This month’s recap features a climate policy briefing paper from the Cato Institute and three of my own op-eds.

While Build Back Better will be building back in January after being shelved by the Senate, one contentious issue that’s still live is the BBB methane fee. Two of the op-eds below are on the short-sightedness of this proposal. The third is on the confused carbon tax arguments from the Young Conservatives for Carbon Dividends, one of the Climate Leadership Council’s sundry youth wings.

Below you’ll find IER’s take on the Cato paper, excerpts from each of my pieces, and links to the full texts.

 

Cato Institute

What should policymakers do about the climate change that results from anthropogenic emissions of carbon dioxide (CO2) and other greenhouse gases?

For many, the answer is “whatever it takes to slash emissions,” thus implying a broad range of carbon‐​reducing regulations, subsidies, tax credits, and more. And this perspective usually argues for doing more of these policies, based on the assumption that climate change is an “existential” threat and that the only sensible goal is elimination of carbon‐​based fuels.

Economics, however, gives a different answer. First, while economics accepts that carbon emissions generate externalities, implying that laissez faire might yield excessive emissions relative to the efficient outcome, it suggests these externalities are finite. This means policy should consider reducing emissions but only to the point where the marginal social benefits of reductions equal the marginal social costs of doing so. Second, economics suggests that, despite the theoretical case for policies that reduce emissions, existing government attempts are rife with problems: this implies that replacing the existing hodgepodge with a carbon tax might be better. Third, economics also predicts that while an ideal carbon tax would improve on the current regime, any real‐​world carbon tax will also suffer serious deficiencies and might be worse than laissez faire.

Given entries:
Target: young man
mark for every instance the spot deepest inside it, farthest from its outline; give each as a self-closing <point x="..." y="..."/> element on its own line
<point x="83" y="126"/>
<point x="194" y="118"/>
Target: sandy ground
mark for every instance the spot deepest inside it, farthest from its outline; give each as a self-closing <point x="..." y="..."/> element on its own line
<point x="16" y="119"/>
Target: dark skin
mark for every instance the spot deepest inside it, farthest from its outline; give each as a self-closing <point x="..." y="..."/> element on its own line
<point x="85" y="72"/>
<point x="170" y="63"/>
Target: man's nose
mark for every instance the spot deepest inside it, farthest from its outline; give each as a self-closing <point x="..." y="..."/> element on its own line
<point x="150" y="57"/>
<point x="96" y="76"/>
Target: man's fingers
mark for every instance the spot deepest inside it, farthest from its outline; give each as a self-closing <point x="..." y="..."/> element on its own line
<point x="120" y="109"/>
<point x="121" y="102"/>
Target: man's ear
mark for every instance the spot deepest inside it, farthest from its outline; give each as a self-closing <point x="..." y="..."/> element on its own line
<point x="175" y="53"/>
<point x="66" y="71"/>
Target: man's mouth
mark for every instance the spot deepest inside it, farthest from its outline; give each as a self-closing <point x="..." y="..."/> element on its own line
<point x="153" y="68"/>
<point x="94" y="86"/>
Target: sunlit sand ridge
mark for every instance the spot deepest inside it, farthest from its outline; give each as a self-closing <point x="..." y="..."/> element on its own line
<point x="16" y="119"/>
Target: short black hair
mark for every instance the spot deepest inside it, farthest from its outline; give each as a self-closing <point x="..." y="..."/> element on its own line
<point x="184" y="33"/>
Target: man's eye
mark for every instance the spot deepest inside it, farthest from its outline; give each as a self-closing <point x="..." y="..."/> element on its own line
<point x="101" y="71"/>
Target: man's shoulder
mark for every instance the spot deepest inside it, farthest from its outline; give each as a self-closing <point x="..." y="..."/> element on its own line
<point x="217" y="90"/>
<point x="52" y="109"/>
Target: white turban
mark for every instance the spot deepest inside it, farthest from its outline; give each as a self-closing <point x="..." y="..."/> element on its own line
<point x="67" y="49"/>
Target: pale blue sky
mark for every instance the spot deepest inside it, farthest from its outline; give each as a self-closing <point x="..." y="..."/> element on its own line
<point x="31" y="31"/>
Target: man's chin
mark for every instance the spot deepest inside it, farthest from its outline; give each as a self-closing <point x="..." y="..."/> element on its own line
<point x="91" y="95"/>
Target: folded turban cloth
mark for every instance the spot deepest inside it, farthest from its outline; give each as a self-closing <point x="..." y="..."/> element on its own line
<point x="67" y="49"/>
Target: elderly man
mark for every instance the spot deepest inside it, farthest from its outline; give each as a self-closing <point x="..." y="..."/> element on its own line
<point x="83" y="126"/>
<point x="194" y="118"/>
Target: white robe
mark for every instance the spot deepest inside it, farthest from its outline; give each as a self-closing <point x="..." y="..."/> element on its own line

What is needed: In the climate policy recap, which kinds of carbon-reducing measures are named as following from the view of doing "whatever it takes to slash emissions"? List each one.

Response to this exercise:
- Regulations
- Subsidies
- Tax credits